### [Problem to solve]
Copy the data below exactly, from its first line through the line that contains "[147, 83, 159, 115]", including both of those lines.
:: Data to process ::
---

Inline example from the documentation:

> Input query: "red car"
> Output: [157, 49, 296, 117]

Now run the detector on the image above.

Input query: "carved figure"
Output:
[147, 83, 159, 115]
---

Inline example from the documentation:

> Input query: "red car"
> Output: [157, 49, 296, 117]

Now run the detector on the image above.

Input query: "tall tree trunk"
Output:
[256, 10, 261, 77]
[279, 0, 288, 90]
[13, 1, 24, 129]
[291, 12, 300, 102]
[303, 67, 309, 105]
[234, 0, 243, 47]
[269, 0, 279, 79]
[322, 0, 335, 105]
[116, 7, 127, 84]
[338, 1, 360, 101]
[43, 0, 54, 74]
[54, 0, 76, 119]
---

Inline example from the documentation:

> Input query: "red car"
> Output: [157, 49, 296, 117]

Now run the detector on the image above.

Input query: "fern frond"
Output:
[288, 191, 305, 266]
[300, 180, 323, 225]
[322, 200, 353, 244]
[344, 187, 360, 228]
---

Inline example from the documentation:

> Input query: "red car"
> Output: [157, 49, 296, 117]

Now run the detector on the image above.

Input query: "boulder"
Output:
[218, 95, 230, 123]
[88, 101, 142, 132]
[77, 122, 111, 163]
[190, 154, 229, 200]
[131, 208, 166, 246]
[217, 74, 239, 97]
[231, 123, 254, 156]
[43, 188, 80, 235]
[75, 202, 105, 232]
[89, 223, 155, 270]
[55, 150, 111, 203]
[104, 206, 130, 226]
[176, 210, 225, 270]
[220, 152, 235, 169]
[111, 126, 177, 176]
:::
### [Exercise output]
---

Inline example from the documentation:

> Input query: "red car"
> Output: [157, 49, 296, 117]

Now run the detector on the image above.

Input query: "carved figure"
Output:
[147, 83, 159, 115]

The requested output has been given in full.